:: SHORT TASK A ::
Rewrite the post on testing Christianity's claims from "Oh man! I am" to "I’m. OVER. IT!", putting "sales pitch" in place of "salesmanship".
:: SHORT TASK B ::
Carry on the post about testing Christianity's claims from the point where it stops.

>> START SOURCE EXCERPT

Hop in, gang! We’re going SHOPPING in the marketplace of ideas!

The “Wide-Eyed, Perplexed Blink of Mild Curiosity” Routine.

Oh man! I am SO OVER this particular example of Christian salesmanship! It just about always runs the same, too:

Christian: (makes some wild guess about why people deconvert that has no bearing on reality)
Me: I deconverted because I tested Christianity’s claims and they weren’t true.
Christian: (slow blink and an assumed air of concerned paternalism) Why my goodness! Pray tell, what claims could you possibly mean by that bizarre utterance?

I’m. OVER. IT!

Multi-level marketing (MLM) shills do much the same thing when people tell them they don’t want to support MLMs:

Click to embiggen. The MLM shill immediately asks what “MLM companies” are.

Notice, in the above example, that the shill actually knows exactly what the term means. She just wants to put her prey on the defensive with this pretense of ignorance.

In similar fashion, I’ve lost count of the Christians who respond to my assertions about Christian claims by coming back with questions about what claims I’m talking about. I always respond the same way:

Pick a claim. Any claim. It doesn’t matter what claim it is. Either it can be tested or it can’t. And if it can, and we do test it, then we discover it simply doesn’t hold up to the cold light of reality.

The Christians in question tend to take a vow of silence at that point.

But we won’t let the matter rest there.

Quick Definitions of Terms.

To begin, let’s lay some groundwork.

Claims. Assertions about reality that can be tested. The assertions tally with reality if the claim is true. Reality contradicts the claim–or fails to offer support for it–if the claim is false. If the claim can’t be tested at all, then nobody is under any obligation to accept it. Examples of common Christian claims:

  • The Bible represents an accurate history of its time.
  • Christians are better people than non-Christians are.
  • Premarital sex hurts those who engage in it.

Identifying a claim’s defense. Take any belief that you, yourself, hold. Ask yourself: Self, what objective reasons do I have for believing this? Whatever comes out of your mind-mouth next is probably going to be a defense of that claim. And chances are very good that that statement will be testable against reality.

Testing a claim’s defense. Devise a way to find objective support for the claim. Also devise a way to demonstrate that the claim is false. Falsification represents one of the most important steps in the scientific method for a reason. Throw reality at the claim–that’s what it’s there for. Set up parameters and if-then statements. Find objective ways to test it. At the end, does the claim still stand?

In Christianity, believers tend to offer up, as defenses for their claims about their religion, stuff that they think they can defend. Many of them land on the religion’s supposed historical roots as a reason to believe in it.

And that’s where we begin.


There is nothing within Christian teachings that denies the facts of history. . . Other belief systems are unverifiable or irrational.

Matt Slick, “How do we know Christianity is true and we are not deceived?”

>> END SOURCE EXCERPT
>> START DATA PROVIDED

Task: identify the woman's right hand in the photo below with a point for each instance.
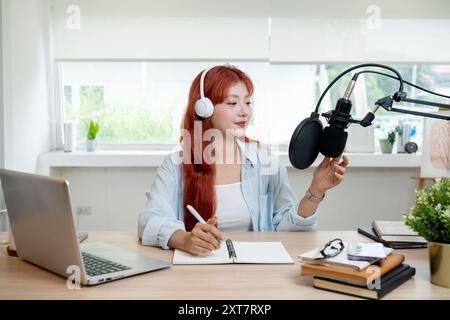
(203, 238)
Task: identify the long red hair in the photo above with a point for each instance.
(199, 176)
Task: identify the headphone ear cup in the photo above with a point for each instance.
(204, 108)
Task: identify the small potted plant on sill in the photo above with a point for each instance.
(387, 144)
(430, 218)
(91, 143)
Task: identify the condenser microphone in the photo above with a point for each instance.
(305, 141)
(309, 138)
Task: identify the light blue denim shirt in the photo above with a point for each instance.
(265, 187)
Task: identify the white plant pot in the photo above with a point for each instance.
(91, 145)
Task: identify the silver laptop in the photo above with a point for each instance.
(44, 232)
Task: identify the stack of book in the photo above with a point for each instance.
(367, 279)
(393, 234)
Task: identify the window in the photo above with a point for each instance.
(142, 103)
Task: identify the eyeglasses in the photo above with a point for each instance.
(331, 249)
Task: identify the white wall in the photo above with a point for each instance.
(25, 66)
(116, 196)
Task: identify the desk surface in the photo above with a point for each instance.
(22, 280)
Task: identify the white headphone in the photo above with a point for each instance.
(204, 107)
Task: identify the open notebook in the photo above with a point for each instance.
(238, 252)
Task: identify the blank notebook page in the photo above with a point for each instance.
(261, 252)
(216, 257)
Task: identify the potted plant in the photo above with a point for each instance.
(386, 144)
(91, 143)
(430, 218)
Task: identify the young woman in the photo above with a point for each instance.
(224, 175)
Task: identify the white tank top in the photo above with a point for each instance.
(232, 211)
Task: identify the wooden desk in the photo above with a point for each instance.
(22, 280)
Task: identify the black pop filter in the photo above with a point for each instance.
(305, 142)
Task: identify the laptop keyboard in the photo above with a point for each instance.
(96, 266)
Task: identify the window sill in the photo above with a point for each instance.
(113, 158)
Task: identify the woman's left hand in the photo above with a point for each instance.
(328, 174)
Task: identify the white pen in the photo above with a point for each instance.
(195, 214)
(198, 217)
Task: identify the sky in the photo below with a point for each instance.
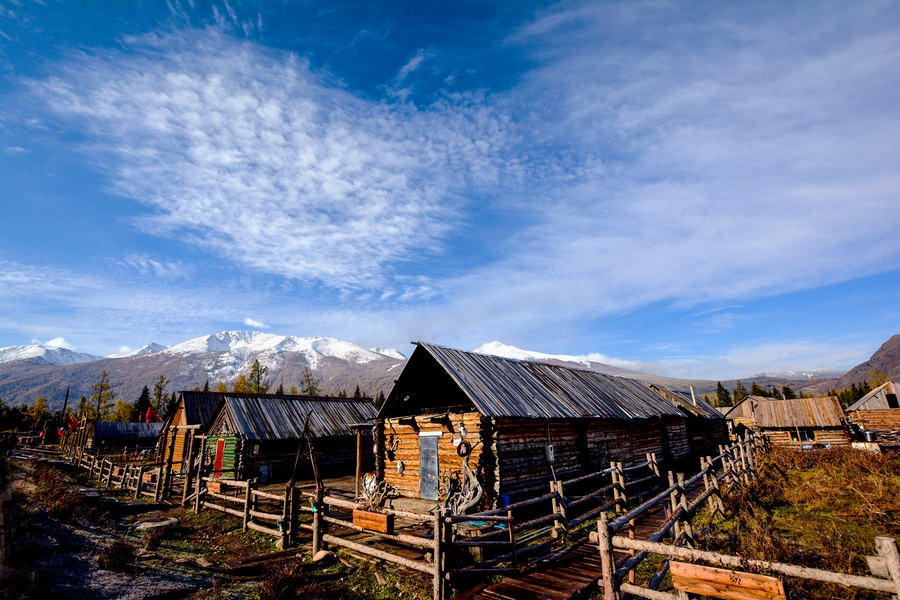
(697, 189)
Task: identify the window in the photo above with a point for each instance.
(804, 434)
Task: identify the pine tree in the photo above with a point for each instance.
(159, 389)
(310, 384)
(740, 393)
(143, 403)
(102, 398)
(723, 398)
(257, 379)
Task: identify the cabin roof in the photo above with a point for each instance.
(505, 387)
(888, 387)
(824, 411)
(281, 417)
(115, 431)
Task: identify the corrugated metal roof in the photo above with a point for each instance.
(270, 417)
(876, 399)
(504, 387)
(108, 431)
(796, 412)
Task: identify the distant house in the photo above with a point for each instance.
(518, 424)
(257, 435)
(117, 437)
(879, 410)
(795, 422)
(193, 408)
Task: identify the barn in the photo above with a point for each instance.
(518, 424)
(257, 435)
(194, 409)
(879, 410)
(796, 422)
(120, 437)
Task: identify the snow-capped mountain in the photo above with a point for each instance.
(42, 355)
(221, 357)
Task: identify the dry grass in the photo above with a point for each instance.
(820, 509)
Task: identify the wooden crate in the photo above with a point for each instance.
(374, 521)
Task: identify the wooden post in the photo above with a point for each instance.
(887, 549)
(358, 462)
(673, 506)
(438, 579)
(188, 469)
(201, 458)
(248, 496)
(607, 560)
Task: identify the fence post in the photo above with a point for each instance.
(248, 495)
(438, 580)
(607, 560)
(686, 521)
(188, 469)
(673, 506)
(201, 458)
(887, 549)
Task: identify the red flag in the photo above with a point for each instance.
(152, 417)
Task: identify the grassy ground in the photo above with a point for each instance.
(818, 508)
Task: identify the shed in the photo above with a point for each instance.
(879, 410)
(520, 423)
(117, 437)
(194, 409)
(256, 435)
(793, 422)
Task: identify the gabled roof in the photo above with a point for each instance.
(886, 388)
(281, 417)
(504, 387)
(796, 412)
(112, 431)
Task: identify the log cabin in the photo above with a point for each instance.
(519, 424)
(197, 409)
(879, 410)
(257, 435)
(795, 422)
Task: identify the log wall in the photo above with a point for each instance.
(401, 442)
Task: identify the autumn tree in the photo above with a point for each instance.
(159, 393)
(102, 399)
(241, 386)
(257, 379)
(310, 384)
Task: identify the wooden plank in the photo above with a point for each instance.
(725, 583)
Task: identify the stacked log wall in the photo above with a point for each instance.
(401, 443)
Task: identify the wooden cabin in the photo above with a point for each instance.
(193, 408)
(117, 437)
(257, 435)
(517, 424)
(879, 410)
(797, 422)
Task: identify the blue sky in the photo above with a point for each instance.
(696, 189)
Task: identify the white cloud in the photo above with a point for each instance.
(251, 155)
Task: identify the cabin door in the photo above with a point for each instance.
(428, 466)
(220, 450)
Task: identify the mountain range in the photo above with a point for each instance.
(28, 372)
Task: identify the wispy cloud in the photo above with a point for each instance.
(251, 155)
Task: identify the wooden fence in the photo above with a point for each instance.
(535, 532)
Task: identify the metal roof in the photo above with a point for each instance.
(108, 430)
(504, 387)
(796, 412)
(271, 417)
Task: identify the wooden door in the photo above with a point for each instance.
(220, 451)
(428, 467)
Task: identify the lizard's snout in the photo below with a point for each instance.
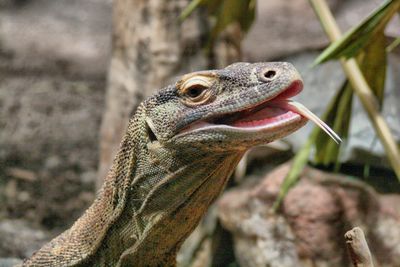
(274, 70)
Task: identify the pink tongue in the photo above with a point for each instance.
(265, 116)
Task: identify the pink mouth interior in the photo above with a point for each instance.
(271, 112)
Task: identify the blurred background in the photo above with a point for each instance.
(72, 72)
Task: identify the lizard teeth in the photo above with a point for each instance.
(301, 109)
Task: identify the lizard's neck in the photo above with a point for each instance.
(167, 198)
(152, 199)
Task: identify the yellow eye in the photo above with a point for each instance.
(195, 89)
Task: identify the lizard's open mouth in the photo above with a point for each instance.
(271, 114)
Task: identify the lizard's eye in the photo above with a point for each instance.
(196, 90)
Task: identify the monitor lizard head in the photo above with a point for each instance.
(234, 108)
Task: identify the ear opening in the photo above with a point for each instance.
(150, 130)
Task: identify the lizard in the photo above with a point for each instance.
(179, 149)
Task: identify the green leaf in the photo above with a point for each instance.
(393, 45)
(358, 37)
(189, 9)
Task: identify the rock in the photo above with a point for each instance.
(46, 116)
(20, 240)
(314, 217)
(9, 262)
(68, 36)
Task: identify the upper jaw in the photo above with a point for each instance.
(270, 114)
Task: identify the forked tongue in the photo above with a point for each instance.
(299, 108)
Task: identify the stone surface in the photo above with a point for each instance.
(69, 36)
(19, 239)
(310, 226)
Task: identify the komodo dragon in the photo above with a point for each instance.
(178, 151)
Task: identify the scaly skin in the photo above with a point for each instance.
(167, 173)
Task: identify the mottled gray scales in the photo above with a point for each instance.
(180, 147)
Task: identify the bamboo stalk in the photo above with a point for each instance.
(361, 87)
(358, 248)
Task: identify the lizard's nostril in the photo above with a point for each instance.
(270, 74)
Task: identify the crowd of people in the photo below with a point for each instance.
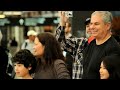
(64, 56)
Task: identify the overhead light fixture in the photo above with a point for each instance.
(12, 13)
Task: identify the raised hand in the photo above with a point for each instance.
(63, 18)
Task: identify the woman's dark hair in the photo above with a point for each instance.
(26, 58)
(52, 50)
(112, 64)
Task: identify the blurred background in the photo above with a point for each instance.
(15, 24)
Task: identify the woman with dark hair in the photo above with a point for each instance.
(110, 67)
(51, 64)
(24, 64)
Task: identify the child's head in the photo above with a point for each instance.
(24, 62)
(110, 67)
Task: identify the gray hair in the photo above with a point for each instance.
(106, 15)
(1, 36)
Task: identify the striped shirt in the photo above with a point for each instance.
(75, 47)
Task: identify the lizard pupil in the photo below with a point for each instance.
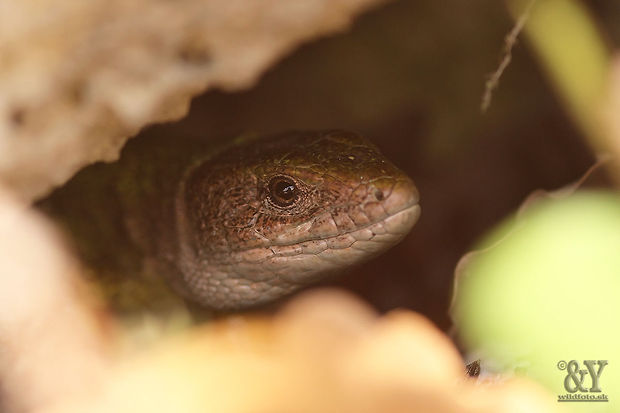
(283, 191)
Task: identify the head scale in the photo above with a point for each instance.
(269, 216)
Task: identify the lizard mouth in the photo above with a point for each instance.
(315, 259)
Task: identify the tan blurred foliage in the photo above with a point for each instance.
(79, 77)
(325, 352)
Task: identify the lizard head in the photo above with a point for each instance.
(268, 216)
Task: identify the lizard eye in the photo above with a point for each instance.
(282, 191)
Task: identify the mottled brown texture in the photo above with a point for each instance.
(241, 245)
(212, 221)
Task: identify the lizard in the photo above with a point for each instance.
(240, 224)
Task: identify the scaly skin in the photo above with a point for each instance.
(243, 225)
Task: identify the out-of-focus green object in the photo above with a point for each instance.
(546, 290)
(575, 56)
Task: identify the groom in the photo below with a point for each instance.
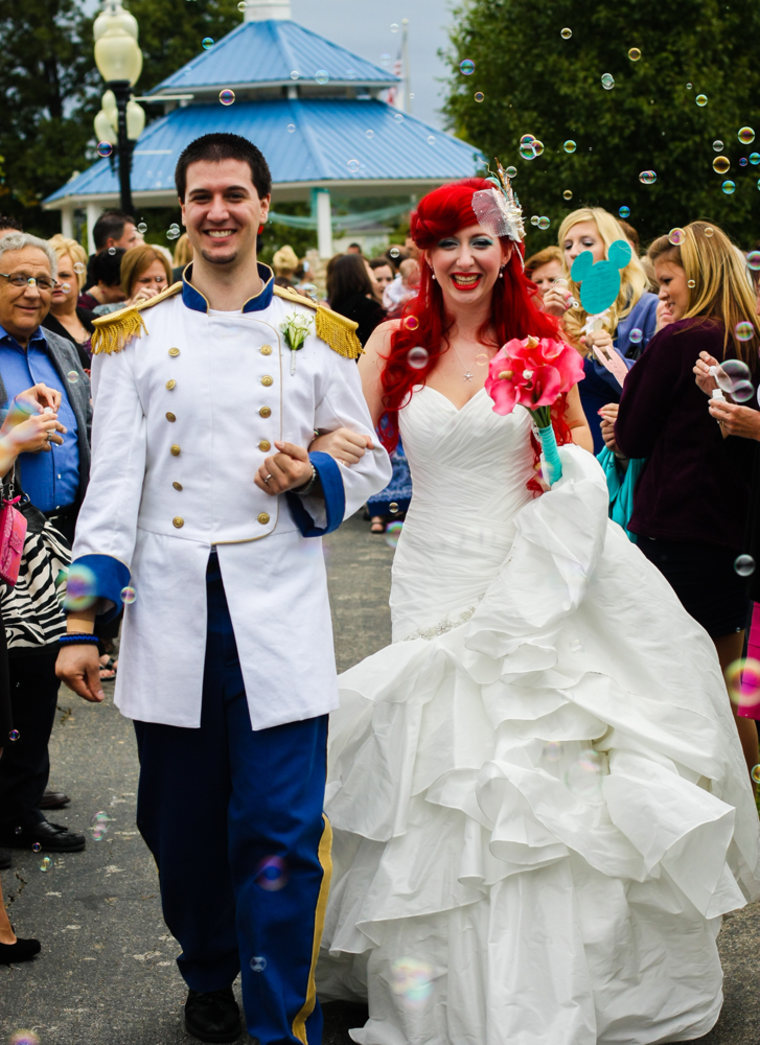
(201, 516)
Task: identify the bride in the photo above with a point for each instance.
(539, 805)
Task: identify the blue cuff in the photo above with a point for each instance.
(335, 498)
(109, 579)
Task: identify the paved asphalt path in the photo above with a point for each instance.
(107, 974)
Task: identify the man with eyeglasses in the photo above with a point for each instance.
(54, 481)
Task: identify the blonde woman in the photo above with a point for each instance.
(66, 318)
(692, 502)
(628, 324)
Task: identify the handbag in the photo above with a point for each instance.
(32, 608)
(13, 531)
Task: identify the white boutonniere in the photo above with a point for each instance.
(294, 330)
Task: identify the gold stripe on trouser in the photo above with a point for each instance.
(299, 1024)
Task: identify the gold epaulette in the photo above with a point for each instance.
(334, 329)
(115, 330)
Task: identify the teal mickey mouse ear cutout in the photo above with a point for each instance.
(600, 281)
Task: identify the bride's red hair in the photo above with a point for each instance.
(513, 315)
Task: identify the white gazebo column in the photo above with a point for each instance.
(321, 206)
(93, 212)
(67, 222)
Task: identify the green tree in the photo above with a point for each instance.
(532, 77)
(47, 82)
(51, 88)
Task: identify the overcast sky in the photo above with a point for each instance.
(364, 26)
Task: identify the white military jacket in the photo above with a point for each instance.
(184, 414)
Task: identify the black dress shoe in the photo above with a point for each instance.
(22, 950)
(50, 838)
(212, 1016)
(54, 799)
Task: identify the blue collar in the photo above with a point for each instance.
(192, 298)
(39, 334)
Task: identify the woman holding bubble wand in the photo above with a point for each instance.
(691, 503)
(505, 867)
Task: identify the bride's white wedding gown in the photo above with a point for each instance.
(539, 804)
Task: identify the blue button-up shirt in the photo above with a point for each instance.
(51, 480)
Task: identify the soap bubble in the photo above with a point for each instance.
(744, 330)
(742, 679)
(412, 980)
(417, 357)
(393, 532)
(82, 587)
(744, 565)
(271, 874)
(98, 826)
(734, 376)
(583, 776)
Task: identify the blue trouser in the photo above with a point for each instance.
(234, 820)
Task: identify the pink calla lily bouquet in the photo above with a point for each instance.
(533, 373)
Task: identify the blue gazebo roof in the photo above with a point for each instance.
(274, 52)
(357, 146)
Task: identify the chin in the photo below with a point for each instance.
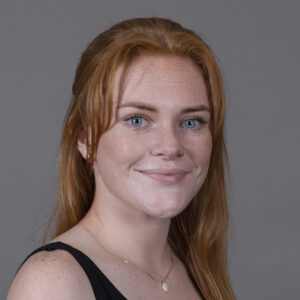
(162, 212)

>> END DATA PROVIDED

:: FINAL RESULT A ::
Oh man! I am SO OVER this particular example of Christian sales pitch! It just about always runs the same, too:

Christian: (makes some wild guess about why people deconvert that has no bearing on reality)
Me: I deconverted because I tested Christianity’s claims and they weren’t true.
Christian: (slow blink and an assumed air of concerned paternalism) Why my goodness! Pray tell, what claims could you possibly mean by that bizarre utterance?

I’m. OVER. IT!

:: FINAL RESULT B ::
Christians asserting historicity claim that people can trust that their religion is true because the Bible is a trustworthy historical source that describes actual events to at least some extent.

Past that bare-bones assertion, the offered-up supports for the claim take many forms. Almost all Christians believe that at least some of the stuff described in the Bible really happened. They just can’t agree on exactly what really happened and what is, instead, metaphorical, exaggerated–or flat-out erroneous.

Authoritarian Christians tend to cling to complete and literal historicity. Most Christians don’t go that far. Instead, they think that at least some stuff in their holy book literally happened. The line in the sand for almost all of them is a literally-existing Jesus Christ Supahstah. Everything else can be allegorical poetry, but this part right here absolutely must be literally true.

For now, we focus only on historicity being the claim, and not on exactly what the historicity concerns.

Historicity is one of the points of uniqueness that many Christians believe exists in their religion. They think that no other gods ever incarnated like they think theirs did, or took special interest in human beings like they think theirs did. I’ve heard many Christians claim that the Bible, unlike every other book of mythology, represents more real history than any other holy books do. And I firmly believed this idea myself when I was Christian.

Lafayette Gourmet, Paris, France. (Serge Le Strat.)

Historicity in the Wild.

In fact, this exact claim takes up much of this blog post from apologist J.P. Moreland. Moreland offers up three listicle supports for his claim of following a historically TRUE YES TRUE religion. Here are the supports he offers:

  1. He thinks archaeology supports the Bible’s retelling of history, particularly with regard to place names.
  2. He believes that “Jewish oral tradition” carefully guarded against untrue details creeping into accounts.
  3. And he believes that the dating of the New Testament books, being so close to events described, leaves little room for incorrect details to creep in.

Of course, Moreland punts to mystery at the very end of his post. Yes yes, look at all this PROOF YES PROOF we have, he gloats throughout his post. “But at some point,” he finishes, “you have to step in and follow Christ as your personal savior.” It reads very much as a concession that not even Moreland himself considers this supposed slam-dunk of historicity as being terribly persuasive.

And well, it isn’t.

All the same, apologetics considers historicity, as a claim, to be absolutely compelling. I wrote about something similar years ago with William Lane Craig. He asserted–and still asserts, for that matter–that the Gospels’ Crucifixion narratives relate real history. According to him, these narratives compelled belief in the religion as a whole. And Creationism, as a cottage industry, exists to push exactly that line of thinking.

Why the Claim is False.

Some problems immediately present themselves here.

First, actually no, archaeology doesn’t support much of the Bible’s version of history. The Exodus never happened, period. Scientists–real ones, not fake fundagelical ones–have done a very good job of addressing the smoke-and-mirrors chicanery of Creationists, with one group even maintaining a master index of Creationist claims and debunks. Linguistic evidence demolishes the myth of the Tower of Babel. And so on. A few place names come out sounding the same, but even then, the Bible falls short. It gets some drastically wrong and sets others in the wrong areas or times.

Second, “Jewish oral tradition” wasn’t a literal retelling of literally-true historical events. Only a tiny number of Jews today take the Torah as literal history. I ain’t an expert in Judaism, but it seems to me that Christians who go there assign qualities to Jewish tradition that do not exist in reality.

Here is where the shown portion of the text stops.